*Instructions for the task*
Copy every line that holds the string "grassy" from the data below.

*Dataset*
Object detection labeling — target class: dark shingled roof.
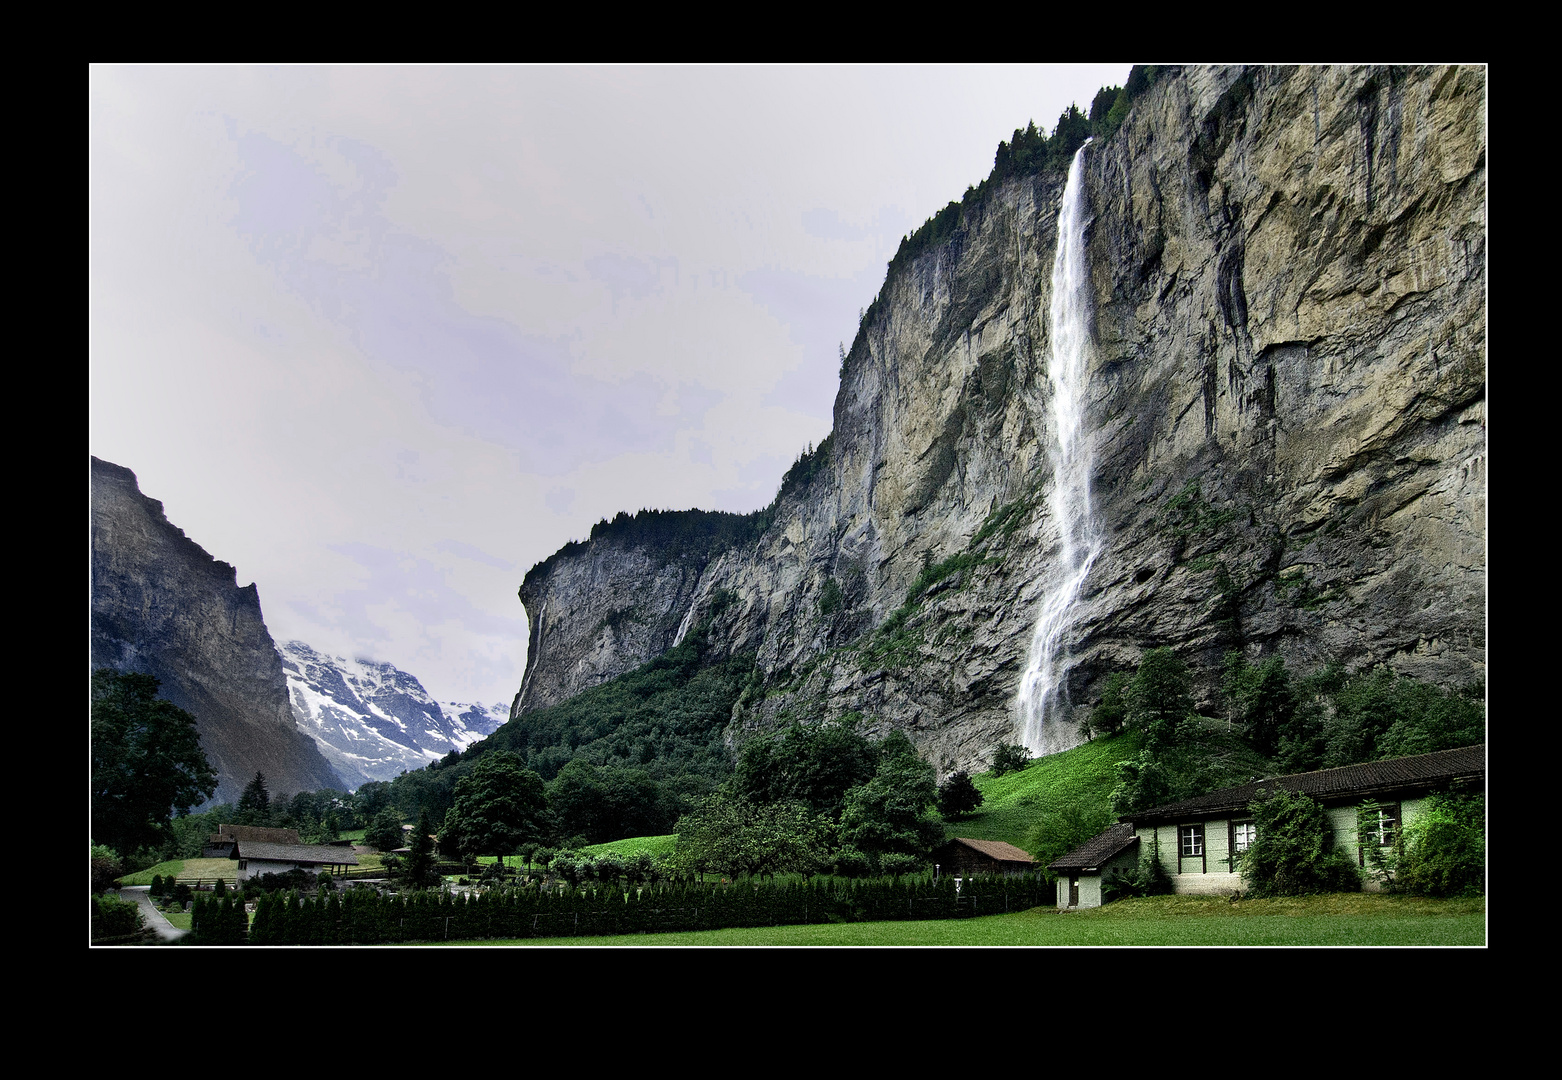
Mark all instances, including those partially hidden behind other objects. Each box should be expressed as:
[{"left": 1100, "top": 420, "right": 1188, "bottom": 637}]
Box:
[
  {"left": 939, "top": 837, "right": 1036, "bottom": 864},
  {"left": 1048, "top": 823, "right": 1140, "bottom": 872},
  {"left": 231, "top": 841, "right": 359, "bottom": 866},
  {"left": 1126, "top": 744, "right": 1485, "bottom": 826},
  {"left": 212, "top": 824, "right": 302, "bottom": 845}
]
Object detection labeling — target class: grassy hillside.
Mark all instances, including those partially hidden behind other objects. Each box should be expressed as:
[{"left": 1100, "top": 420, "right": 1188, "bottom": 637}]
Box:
[
  {"left": 580, "top": 834, "right": 678, "bottom": 859},
  {"left": 944, "top": 731, "right": 1143, "bottom": 861}
]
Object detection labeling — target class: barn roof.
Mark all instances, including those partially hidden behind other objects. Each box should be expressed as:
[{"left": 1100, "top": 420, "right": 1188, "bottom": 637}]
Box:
[{"left": 938, "top": 837, "right": 1035, "bottom": 864}]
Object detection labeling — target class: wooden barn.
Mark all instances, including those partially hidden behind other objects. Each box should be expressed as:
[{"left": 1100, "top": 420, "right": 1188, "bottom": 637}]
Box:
[{"left": 934, "top": 837, "right": 1037, "bottom": 877}]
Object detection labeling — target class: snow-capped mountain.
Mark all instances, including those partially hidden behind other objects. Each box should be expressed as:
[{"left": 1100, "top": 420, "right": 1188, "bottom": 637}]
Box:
[{"left": 280, "top": 640, "right": 509, "bottom": 789}]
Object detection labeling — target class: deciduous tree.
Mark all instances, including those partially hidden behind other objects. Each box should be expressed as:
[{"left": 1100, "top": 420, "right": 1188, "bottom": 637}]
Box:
[
  {"left": 92, "top": 670, "right": 217, "bottom": 856},
  {"left": 443, "top": 752, "right": 547, "bottom": 859}
]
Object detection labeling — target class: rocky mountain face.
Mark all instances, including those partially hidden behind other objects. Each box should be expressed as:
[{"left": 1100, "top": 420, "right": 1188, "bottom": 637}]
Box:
[
  {"left": 91, "top": 457, "right": 344, "bottom": 805},
  {"left": 512, "top": 66, "right": 1486, "bottom": 772},
  {"left": 282, "top": 640, "right": 508, "bottom": 788}
]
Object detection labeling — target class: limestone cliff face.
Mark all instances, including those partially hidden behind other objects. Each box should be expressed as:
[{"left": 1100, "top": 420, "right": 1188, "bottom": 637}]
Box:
[
  {"left": 91, "top": 457, "right": 344, "bottom": 804},
  {"left": 513, "top": 65, "right": 1486, "bottom": 770},
  {"left": 515, "top": 535, "right": 706, "bottom": 716}
]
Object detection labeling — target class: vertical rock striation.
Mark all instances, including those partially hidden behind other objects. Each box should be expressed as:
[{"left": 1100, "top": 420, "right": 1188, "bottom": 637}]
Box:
[
  {"left": 511, "top": 66, "right": 1486, "bottom": 772},
  {"left": 91, "top": 457, "right": 344, "bottom": 804}
]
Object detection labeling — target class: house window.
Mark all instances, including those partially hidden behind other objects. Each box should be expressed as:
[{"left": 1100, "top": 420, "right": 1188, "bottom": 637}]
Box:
[
  {"left": 1232, "top": 821, "right": 1256, "bottom": 853},
  {"left": 1180, "top": 824, "right": 1203, "bottom": 857},
  {"left": 1356, "top": 801, "right": 1401, "bottom": 865},
  {"left": 1360, "top": 803, "right": 1400, "bottom": 845}
]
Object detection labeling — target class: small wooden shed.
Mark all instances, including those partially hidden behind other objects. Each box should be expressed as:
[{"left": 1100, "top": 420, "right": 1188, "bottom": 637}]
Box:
[{"left": 934, "top": 837, "right": 1037, "bottom": 877}]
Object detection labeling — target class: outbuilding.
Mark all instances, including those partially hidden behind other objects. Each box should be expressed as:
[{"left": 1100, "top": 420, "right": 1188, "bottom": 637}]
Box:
[
  {"left": 934, "top": 837, "right": 1037, "bottom": 877},
  {"left": 203, "top": 824, "right": 302, "bottom": 859},
  {"left": 1049, "top": 823, "right": 1140, "bottom": 909}
]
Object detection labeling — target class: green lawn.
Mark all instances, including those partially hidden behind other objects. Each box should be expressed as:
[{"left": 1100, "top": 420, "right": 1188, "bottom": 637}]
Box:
[
  {"left": 119, "top": 860, "right": 185, "bottom": 886},
  {"left": 426, "top": 893, "right": 1484, "bottom": 947},
  {"left": 947, "top": 732, "right": 1141, "bottom": 853},
  {"left": 580, "top": 834, "right": 678, "bottom": 859}
]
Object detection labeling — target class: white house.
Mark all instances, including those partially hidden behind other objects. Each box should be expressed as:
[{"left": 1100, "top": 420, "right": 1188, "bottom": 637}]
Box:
[
  {"left": 1050, "top": 744, "right": 1485, "bottom": 909},
  {"left": 230, "top": 839, "right": 359, "bottom": 882}
]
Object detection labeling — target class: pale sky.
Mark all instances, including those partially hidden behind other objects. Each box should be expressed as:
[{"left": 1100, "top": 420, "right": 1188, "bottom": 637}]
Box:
[{"left": 89, "top": 64, "right": 1131, "bottom": 710}]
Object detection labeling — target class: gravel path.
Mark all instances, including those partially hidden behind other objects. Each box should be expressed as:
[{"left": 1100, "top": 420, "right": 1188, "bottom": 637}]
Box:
[{"left": 118, "top": 886, "right": 188, "bottom": 943}]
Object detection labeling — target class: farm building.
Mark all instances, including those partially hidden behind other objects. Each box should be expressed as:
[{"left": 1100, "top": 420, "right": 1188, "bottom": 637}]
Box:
[
  {"left": 230, "top": 839, "right": 359, "bottom": 882},
  {"left": 934, "top": 837, "right": 1036, "bottom": 877},
  {"left": 203, "top": 824, "right": 302, "bottom": 858},
  {"left": 1049, "top": 744, "right": 1485, "bottom": 909}
]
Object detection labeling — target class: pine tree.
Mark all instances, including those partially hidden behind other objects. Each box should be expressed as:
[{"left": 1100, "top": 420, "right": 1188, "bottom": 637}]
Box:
[
  {"left": 237, "top": 772, "right": 271, "bottom": 824},
  {"left": 404, "top": 809, "right": 437, "bottom": 888}
]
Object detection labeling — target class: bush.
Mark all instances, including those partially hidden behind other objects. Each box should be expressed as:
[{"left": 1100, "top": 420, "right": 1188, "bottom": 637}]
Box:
[
  {"left": 92, "top": 853, "right": 124, "bottom": 894},
  {"left": 990, "top": 744, "right": 1031, "bottom": 777},
  {"left": 92, "top": 894, "right": 144, "bottom": 939},
  {"left": 1104, "top": 846, "right": 1173, "bottom": 902},
  {"left": 1240, "top": 789, "right": 1360, "bottom": 898},
  {"left": 1399, "top": 793, "right": 1485, "bottom": 897},
  {"left": 240, "top": 869, "right": 314, "bottom": 896}
]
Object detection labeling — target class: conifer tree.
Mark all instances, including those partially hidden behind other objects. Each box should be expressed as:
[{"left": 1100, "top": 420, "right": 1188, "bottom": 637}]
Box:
[{"left": 404, "top": 809, "right": 437, "bottom": 888}]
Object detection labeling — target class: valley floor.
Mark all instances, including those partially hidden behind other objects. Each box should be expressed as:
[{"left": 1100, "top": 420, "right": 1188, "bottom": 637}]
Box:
[{"left": 421, "top": 893, "right": 1485, "bottom": 947}]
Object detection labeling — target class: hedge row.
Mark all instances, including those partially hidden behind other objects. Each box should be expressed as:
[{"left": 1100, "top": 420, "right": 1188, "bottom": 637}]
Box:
[{"left": 213, "top": 874, "right": 1050, "bottom": 945}]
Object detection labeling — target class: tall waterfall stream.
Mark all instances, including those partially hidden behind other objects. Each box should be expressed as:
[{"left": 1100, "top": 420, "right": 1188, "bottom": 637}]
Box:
[{"left": 1016, "top": 142, "right": 1100, "bottom": 755}]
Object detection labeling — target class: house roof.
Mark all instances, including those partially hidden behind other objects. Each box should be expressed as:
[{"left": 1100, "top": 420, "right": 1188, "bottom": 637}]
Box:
[
  {"left": 937, "top": 837, "right": 1036, "bottom": 864},
  {"left": 231, "top": 840, "right": 360, "bottom": 866},
  {"left": 1048, "top": 823, "right": 1140, "bottom": 872},
  {"left": 211, "top": 825, "right": 302, "bottom": 845},
  {"left": 1125, "top": 744, "right": 1485, "bottom": 826}
]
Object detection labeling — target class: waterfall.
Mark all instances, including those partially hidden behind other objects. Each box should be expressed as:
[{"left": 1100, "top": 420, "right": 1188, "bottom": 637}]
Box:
[
  {"left": 671, "top": 598, "right": 697, "bottom": 647},
  {"left": 1017, "top": 142, "right": 1100, "bottom": 756}
]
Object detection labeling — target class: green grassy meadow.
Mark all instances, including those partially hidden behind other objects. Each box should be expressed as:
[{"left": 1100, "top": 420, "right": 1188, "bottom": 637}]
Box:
[
  {"left": 580, "top": 834, "right": 678, "bottom": 859},
  {"left": 118, "top": 858, "right": 238, "bottom": 886},
  {"left": 428, "top": 893, "right": 1483, "bottom": 947},
  {"left": 947, "top": 732, "right": 1140, "bottom": 853}
]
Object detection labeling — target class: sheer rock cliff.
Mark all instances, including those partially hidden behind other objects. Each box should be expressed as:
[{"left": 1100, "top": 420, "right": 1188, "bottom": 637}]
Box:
[
  {"left": 91, "top": 457, "right": 345, "bottom": 804},
  {"left": 512, "top": 66, "right": 1486, "bottom": 771}
]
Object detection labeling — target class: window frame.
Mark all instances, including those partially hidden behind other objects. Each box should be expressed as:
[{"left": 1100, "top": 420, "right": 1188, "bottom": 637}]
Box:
[
  {"left": 1357, "top": 800, "right": 1401, "bottom": 866},
  {"left": 1229, "top": 819, "right": 1256, "bottom": 866},
  {"left": 1178, "top": 823, "right": 1206, "bottom": 873}
]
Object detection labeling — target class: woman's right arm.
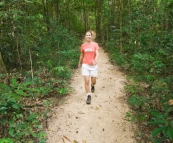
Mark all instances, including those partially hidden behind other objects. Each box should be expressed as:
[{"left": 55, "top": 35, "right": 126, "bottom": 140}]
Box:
[{"left": 78, "top": 52, "right": 84, "bottom": 68}]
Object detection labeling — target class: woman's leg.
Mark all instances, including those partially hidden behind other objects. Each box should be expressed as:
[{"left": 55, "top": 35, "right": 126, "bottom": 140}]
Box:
[
  {"left": 91, "top": 77, "right": 96, "bottom": 93},
  {"left": 91, "top": 77, "right": 96, "bottom": 85},
  {"left": 84, "top": 76, "right": 91, "bottom": 104},
  {"left": 84, "top": 76, "right": 90, "bottom": 93}
]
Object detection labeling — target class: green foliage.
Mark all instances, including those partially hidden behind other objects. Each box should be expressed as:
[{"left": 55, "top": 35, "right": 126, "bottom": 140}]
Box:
[
  {"left": 0, "top": 138, "right": 14, "bottom": 143},
  {"left": 0, "top": 1, "right": 80, "bottom": 71},
  {"left": 0, "top": 1, "right": 81, "bottom": 141},
  {"left": 0, "top": 73, "right": 70, "bottom": 142},
  {"left": 104, "top": 0, "right": 173, "bottom": 142}
]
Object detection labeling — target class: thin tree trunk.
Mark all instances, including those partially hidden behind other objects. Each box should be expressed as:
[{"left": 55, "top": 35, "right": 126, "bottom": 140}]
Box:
[
  {"left": 118, "top": 0, "right": 123, "bottom": 53},
  {"left": 12, "top": 12, "right": 22, "bottom": 69},
  {"left": 55, "top": 2, "right": 59, "bottom": 21},
  {"left": 128, "top": 0, "right": 131, "bottom": 42},
  {"left": 16, "top": 34, "right": 22, "bottom": 70},
  {"left": 42, "top": 0, "right": 50, "bottom": 31},
  {"left": 0, "top": 53, "right": 8, "bottom": 83},
  {"left": 83, "top": 0, "right": 87, "bottom": 31},
  {"left": 29, "top": 49, "right": 33, "bottom": 79},
  {"left": 0, "top": 53, "right": 7, "bottom": 75},
  {"left": 67, "top": 0, "right": 71, "bottom": 31},
  {"left": 95, "top": 0, "right": 103, "bottom": 39},
  {"left": 111, "top": 0, "right": 115, "bottom": 25}
]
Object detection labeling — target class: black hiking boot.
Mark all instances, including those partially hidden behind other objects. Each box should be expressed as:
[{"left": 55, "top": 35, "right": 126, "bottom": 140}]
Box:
[
  {"left": 91, "top": 85, "right": 95, "bottom": 93},
  {"left": 86, "top": 95, "right": 91, "bottom": 104}
]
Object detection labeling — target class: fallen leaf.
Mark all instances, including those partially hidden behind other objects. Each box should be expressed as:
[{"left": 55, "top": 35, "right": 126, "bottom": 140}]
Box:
[
  {"left": 95, "top": 107, "right": 99, "bottom": 110},
  {"left": 63, "top": 135, "right": 71, "bottom": 142},
  {"left": 62, "top": 138, "right": 65, "bottom": 143},
  {"left": 73, "top": 140, "right": 78, "bottom": 143},
  {"left": 78, "top": 111, "right": 85, "bottom": 114}
]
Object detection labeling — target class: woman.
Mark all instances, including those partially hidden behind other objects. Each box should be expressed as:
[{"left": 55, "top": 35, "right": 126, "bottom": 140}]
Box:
[{"left": 78, "top": 30, "right": 99, "bottom": 104}]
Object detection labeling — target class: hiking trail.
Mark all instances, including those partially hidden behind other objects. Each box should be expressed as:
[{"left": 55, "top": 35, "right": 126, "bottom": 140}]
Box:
[{"left": 46, "top": 47, "right": 136, "bottom": 143}]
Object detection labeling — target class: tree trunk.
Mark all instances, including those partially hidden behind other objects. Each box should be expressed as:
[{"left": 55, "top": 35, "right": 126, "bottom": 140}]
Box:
[
  {"left": 55, "top": 1, "right": 59, "bottom": 21},
  {"left": 83, "top": 0, "right": 87, "bottom": 31},
  {"left": 95, "top": 0, "right": 103, "bottom": 39},
  {"left": 118, "top": 0, "right": 123, "bottom": 53},
  {"left": 0, "top": 53, "right": 7, "bottom": 75},
  {"left": 67, "top": 0, "right": 71, "bottom": 31},
  {"left": 42, "top": 0, "right": 50, "bottom": 31}
]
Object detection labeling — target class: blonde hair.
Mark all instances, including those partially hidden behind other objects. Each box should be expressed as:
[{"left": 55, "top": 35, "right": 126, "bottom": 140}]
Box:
[{"left": 83, "top": 30, "right": 96, "bottom": 43}]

*Response to this task*
Object detection labeling — target class: grassy hillside.
Object detection labeling — target class: green grassy meadow.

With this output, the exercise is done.